***** DATA PROVIDED

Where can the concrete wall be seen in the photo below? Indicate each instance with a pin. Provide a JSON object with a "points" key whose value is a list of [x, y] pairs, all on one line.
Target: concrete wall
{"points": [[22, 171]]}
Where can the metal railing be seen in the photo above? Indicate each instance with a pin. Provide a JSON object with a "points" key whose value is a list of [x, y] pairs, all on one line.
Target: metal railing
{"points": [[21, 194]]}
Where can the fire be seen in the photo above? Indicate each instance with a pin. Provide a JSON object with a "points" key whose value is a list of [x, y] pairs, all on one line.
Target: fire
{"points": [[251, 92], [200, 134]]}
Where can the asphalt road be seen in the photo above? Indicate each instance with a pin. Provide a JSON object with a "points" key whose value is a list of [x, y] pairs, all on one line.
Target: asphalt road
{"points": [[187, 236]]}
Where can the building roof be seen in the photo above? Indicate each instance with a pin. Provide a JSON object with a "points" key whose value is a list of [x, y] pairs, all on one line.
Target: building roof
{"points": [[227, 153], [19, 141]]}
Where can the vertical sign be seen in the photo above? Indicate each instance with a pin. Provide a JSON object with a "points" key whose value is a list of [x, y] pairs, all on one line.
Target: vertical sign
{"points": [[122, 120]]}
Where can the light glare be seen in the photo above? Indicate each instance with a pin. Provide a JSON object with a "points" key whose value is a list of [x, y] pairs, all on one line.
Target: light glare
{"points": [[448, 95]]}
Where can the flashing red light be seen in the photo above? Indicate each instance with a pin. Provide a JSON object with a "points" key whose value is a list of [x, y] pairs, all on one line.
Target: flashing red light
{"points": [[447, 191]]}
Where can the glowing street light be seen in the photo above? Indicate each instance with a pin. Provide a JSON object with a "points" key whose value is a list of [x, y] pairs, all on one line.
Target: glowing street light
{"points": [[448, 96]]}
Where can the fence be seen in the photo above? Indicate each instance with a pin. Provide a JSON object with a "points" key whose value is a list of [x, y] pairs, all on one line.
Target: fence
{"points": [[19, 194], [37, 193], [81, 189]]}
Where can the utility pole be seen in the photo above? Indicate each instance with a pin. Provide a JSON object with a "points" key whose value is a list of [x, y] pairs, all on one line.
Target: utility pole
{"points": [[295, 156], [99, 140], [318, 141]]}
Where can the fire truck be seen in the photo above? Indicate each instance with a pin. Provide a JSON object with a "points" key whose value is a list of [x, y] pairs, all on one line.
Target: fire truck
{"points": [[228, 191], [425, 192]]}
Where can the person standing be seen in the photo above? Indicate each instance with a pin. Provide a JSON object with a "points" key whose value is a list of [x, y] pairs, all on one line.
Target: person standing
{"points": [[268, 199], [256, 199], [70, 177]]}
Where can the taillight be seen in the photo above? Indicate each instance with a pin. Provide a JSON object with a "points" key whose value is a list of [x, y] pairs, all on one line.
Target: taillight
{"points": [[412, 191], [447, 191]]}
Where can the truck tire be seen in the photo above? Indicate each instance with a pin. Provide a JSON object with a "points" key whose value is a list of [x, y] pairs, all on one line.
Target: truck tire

**********

Copy every line above word for word, in the same order.

### SOLUTION TO THE PROBLEM
Where can the concrete wall be seen in the photo below? Indicate each instance with a pin. Provide a JSON object with a "points" key whose value is a list of [x, y] pairs, all on one line.
Target: concrete wall
{"points": [[22, 171]]}
Where can the metal railing be seen in the photo above? Indicate each instance with a pin. Provide a JSON object with a "points" key whose value is a list of [x, y] pairs, all on one line.
Target: metal railing
{"points": [[21, 194]]}
Where can the fire be seen in the photo above? Indicate each instance with a pin. Provide a JSON object with a "points" key whose value is a list of [x, y] pairs, all on one line.
Target: fire
{"points": [[251, 92], [200, 134]]}
Where can the asphalt road be seen in the photo above? Indicate each instance with a pin. Provide a JSON object with a "points" key whose value is a list of [x, y] pairs, all on one line.
Target: asphalt road
{"points": [[187, 236]]}
Where can the building roof be seen in the photo above? Indicate each instance with a pin. Provide a JSON object with a "points" key whose value is a list of [x, y] pairs, all on one line.
Target: building roof
{"points": [[227, 153], [19, 141]]}
Where can the vertical sign be seen in the photo above? Indicate each instance with a pin. Provide a JSON object with a "points" key whose value is a list of [x, y] pairs, all on one line.
Target: vertical sign
{"points": [[122, 120]]}
Where can the light glare be seen in the photo above? Indicate each instance with a pin. Provide a JSON object with a "points" key whose value is a list of [x, y] pairs, all on one line.
Target: light glare
{"points": [[448, 95]]}
Where can the flashing red light be seen in the photo above? Indicate each instance with a pin. Provide a JSON object with a "points" key whose value is a list of [x, y] pairs, all on one line.
Target: flashing red light
{"points": [[447, 191]]}
Where can the glowing street light be seen in the photo above? Indicate each instance with a pin. Provide a JSON object with a "points" key whose value is a list of [x, y] pairs, all on one line.
Target: glowing street light
{"points": [[448, 96]]}
Where can the fence be seen in the photo above? Indicate each instance with a pin. Provide a JSON object with a "points" key whose value is a list of [x, y] pairs, all on one line.
Target: fence
{"points": [[19, 194], [37, 193], [81, 189]]}
Where can the utility pole be seen in the photo above? Indicate each instance with a pin. Provide a JSON object with a "points" key whose value is a list of [x, y] pairs, all on one line.
Target: utility pole
{"points": [[295, 156], [99, 140], [318, 141]]}
Where can the fire truck be seen in the photo above? Indicate each instance with a pin. Provide a JSON object with a "points" key whose value is a list of [x, y] pairs, all on one line.
Target: fire truck
{"points": [[228, 191], [425, 192]]}
Where can the person standing be seen in the photo above? Indicate each instance with a pin. Provide a JSON object with a "points" key whose value is a list of [x, y] pairs, all on one line.
Target: person standing
{"points": [[268, 199], [256, 199], [70, 177]]}
Where can the taillight be seen in the photo above? Indicate each instance with a pin. Provide a JSON object with a "points" key whose value is a list of [x, y] pairs, all on one line.
Target: taillight
{"points": [[412, 191], [447, 191]]}
Where can the truck tire be seen in the photo above? Indicate each instance with a pin. Provide a JSON object with a "points" key whose value is a list of [x, y] pairs, all on one line.
Target: truck tire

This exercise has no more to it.